Martin Chalmers in 2011, at the Scottish Cemetery in Kolkata

Glasgow was the formative city for Martin, though Berlin was always a presence in the stories and histories told by his mother and, above all, his grandmother, who came to Glasgow to look after him while his mother studied and worked. She spoke German to Martin, encouraged his first practise as a translator when he had to serve as her whispering interpreter on their frequent visits to the cinema, and she was largely responsible for Martin’s awareness of his two identities – German and Scottish.

Martin attended Glasgow High School, much to his working-class father’s chagrin, and went on to study history in Glasgow, then Birmingham and Bochum/Ruhr in Germany, focusing on oral history and popular life after the First World War. However, Martin never opted for an academic career and instead became a translator and occasional writer, contributing to magazines and periodicals, writing about books and film – cinema was his enduring passion. As a translator of German literature he promoted a number of as yet unknown writers, such as Herta Müller, Hubert Fichte and Erich Hackl. Together with Pete Ayrton he edited the series of Extraordinary Classics for which he also translated Robert Walser and Ernst Weiss.

In the late 1990s Martin, who was an admirer of Viktor Klemperer’s groundbreaking work LTI – Lingua Tertii Imperii – committed himself to the translation of his Diaries covering the years under Nazi Rule (I Shall Bear Witness) and two decades as an academic in the GDR (The Lesser Evil). It was a huge task in terms of sheer volume of text to translate and of research to undertake, taking up the better part of five years. Both the translation – which was awarded the Schlegel Tieck prize – as well as the comments, footnotes and introductions of both books, are a wonderful testimony to Martin’s skills and talents as translator, historian, and writer.

In the early 2000s, perhaps encouraged by his work on Klemperer, Martin began to write himself on a more regular basis, with a view of a kind of memoir about his family, his upbringing, and his experience of grappling with two very different histories. Wreaths and Pebbles, the compilation of autobiographical texts focussing on Glasgow and Berlin, from which ‘Dumbarton Road’ is taken, is what Martin left behind when he died on October 22, 2014.


Dumbarton Road

by Martin Chalmers

Corner of Dumbarton Road & Haylynn Street, Glasgow, in 2014. Leslie Barrie, CC BY-SA 2.0.

The route the Number 16 bus took to Temple was quite the long way round. And on Saturdays in autumn or winter, when we came back from town in the late afternoon or early evening, teatime or a little later, it was already dark, or as good as. After Argyll Street, the 16 continued down Dumbarton Road – a long, long street of tenements and shops, that began at the Kelvin Hall and ran for long stretches without a bend or a curve, through Partick, Whiteinch, Scotstoun, Garscadden and Yoker, by which point the street numbers had passed 1000, to Clydebank, where it became the Glasgow Road, before turning into Dumbarton Road again at Singer, where the big sewing machine factory used to be, and where my mother had her first job after coming to Glasgow, and then on through Dalmuir. Eventually, below the Old Kilpatrick Hills, where the River Clyde was already broadening into the Firth of Clyde, it joined the Great Western Road, which would indeed – after several more name changes – take one on to Dunbarton (not Dumbarton).

GOAL OF THE EXERCISE =
Please pick up the Dumbarton Road excerpt right after its last sentence and keep writing it. The entries aren't needed for anything here.

SUPPLIED INFORMATION =
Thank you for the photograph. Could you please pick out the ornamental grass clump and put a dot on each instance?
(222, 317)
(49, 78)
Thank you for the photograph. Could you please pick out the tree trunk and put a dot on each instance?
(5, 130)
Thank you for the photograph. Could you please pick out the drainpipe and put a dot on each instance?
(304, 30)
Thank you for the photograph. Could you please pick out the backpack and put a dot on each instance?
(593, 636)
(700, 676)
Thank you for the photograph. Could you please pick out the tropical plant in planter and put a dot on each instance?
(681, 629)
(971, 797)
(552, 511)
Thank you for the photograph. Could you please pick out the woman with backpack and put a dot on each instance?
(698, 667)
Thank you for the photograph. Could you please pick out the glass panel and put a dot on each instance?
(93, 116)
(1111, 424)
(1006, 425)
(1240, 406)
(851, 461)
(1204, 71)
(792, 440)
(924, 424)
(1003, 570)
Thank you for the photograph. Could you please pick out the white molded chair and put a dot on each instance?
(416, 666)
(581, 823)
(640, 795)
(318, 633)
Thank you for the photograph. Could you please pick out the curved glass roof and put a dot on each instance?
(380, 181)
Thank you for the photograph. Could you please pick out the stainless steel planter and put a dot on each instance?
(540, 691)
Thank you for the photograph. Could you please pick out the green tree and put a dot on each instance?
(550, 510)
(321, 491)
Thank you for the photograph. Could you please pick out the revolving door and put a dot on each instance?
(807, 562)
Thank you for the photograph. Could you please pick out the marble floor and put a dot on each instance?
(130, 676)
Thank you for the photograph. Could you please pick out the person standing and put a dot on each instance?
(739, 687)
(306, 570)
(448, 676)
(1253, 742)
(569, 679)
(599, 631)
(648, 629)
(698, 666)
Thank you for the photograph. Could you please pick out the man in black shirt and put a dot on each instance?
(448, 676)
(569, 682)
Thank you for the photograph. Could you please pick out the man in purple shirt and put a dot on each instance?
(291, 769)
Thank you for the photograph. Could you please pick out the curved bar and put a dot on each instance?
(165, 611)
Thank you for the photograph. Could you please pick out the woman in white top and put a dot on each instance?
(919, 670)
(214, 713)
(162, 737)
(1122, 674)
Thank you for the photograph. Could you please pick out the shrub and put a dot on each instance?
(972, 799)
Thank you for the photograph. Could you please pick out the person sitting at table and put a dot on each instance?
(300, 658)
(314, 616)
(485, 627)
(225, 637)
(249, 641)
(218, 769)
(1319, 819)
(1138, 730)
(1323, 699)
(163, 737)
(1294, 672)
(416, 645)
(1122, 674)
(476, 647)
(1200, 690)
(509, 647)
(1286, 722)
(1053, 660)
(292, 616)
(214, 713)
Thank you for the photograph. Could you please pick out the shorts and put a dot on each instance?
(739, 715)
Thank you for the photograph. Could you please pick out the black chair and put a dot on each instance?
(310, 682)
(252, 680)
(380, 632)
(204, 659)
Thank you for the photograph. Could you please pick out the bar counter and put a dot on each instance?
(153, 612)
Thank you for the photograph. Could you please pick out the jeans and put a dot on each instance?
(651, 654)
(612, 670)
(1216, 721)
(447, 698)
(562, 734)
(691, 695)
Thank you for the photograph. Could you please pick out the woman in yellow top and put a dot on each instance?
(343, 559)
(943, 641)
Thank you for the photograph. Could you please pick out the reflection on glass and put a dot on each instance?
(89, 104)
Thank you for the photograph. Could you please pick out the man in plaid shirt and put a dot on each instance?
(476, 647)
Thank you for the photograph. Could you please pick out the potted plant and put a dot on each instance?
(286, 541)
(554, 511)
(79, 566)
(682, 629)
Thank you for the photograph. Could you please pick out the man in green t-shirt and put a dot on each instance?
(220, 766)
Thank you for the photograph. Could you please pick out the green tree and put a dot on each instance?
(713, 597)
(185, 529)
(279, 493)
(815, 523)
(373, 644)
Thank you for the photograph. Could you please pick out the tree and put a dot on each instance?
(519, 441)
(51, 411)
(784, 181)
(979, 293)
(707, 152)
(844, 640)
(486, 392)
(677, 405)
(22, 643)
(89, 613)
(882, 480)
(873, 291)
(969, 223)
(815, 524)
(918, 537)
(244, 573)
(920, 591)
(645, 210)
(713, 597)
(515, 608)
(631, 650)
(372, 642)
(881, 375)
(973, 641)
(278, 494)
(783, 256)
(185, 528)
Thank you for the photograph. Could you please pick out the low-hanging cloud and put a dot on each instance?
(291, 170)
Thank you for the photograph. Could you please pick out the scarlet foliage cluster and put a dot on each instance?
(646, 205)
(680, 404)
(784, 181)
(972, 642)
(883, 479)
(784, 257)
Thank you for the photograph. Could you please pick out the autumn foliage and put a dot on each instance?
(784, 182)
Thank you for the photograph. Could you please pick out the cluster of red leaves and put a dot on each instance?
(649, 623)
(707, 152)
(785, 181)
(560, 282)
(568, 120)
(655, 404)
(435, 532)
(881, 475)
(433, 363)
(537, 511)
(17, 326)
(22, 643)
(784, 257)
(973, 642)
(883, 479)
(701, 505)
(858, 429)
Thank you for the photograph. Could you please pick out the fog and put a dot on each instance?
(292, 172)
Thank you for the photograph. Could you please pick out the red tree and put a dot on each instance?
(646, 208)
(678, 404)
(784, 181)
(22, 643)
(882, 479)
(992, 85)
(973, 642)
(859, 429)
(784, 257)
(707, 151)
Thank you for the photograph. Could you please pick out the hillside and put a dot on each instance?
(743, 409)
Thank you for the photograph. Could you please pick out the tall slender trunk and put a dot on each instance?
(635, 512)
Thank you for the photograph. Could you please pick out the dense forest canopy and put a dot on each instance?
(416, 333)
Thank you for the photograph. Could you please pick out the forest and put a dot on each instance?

RESULT OF THIS EXERCISE =
All that distance, running east to west – or more precisely, south-east to north-west – the road was parallel to, and a few hundred yards from the river, which in those days was lined by shipyards, wharves, warehouses and silos. The Number 16 bus, however, didn’t follow the river all the way to Clydebank, but turned north at Whiteinch, past Victoria Park, through the respectable inner suburbs, before reaching Anniesland and Temple. And along Dumbarton Road, as far as Whiteinch and beyond it, on the ground floor of the tenements were not only shops – grocers, hairdressers, newsagents, haberdashers, drapers, as well as a library (Partick), dance halls and cinemas – there were pubs.

I remember that there were more pubs on the south side of Dumbarton Road than on the north side, but that may be because, on those evenings when we came back from town, the bus went along the south side. I always liked to sit next to the window, downstairs, looking out, with my mother or grandmother beside me, hoping that the bus would not fill up and my mother would whisper to me to stand up and offer my seat to the lady or the gentleman. Or maybe it was so, because the southern, left-hand side of the road was closer to the poorer streets leading down to the docks and shipyards and the south side was nearer for the workers when they came off their shifts. The pubs had names like The Partick Tavern, The Lismore, The Victory, The Hayburn Vaults (at the corner of Hayburn Street), The Ettrick, The Stirling Castle. There was one every few yards, it seemed to me, and as I sat on the pavement side of the bus, slowly moving from stop to traffic lights to stop, the pub doors would open, swing open, and a customer would enter or leave. And perhaps I was already at the High School and wearing the belted brown gaberdine raincoat and the two-tone brown cap with the school badge at the front, which could only be bought at the school office and then had to be sewn on, consisting of the arms of the City of Glasgow together with the school motto, sursum semper – ever upwards.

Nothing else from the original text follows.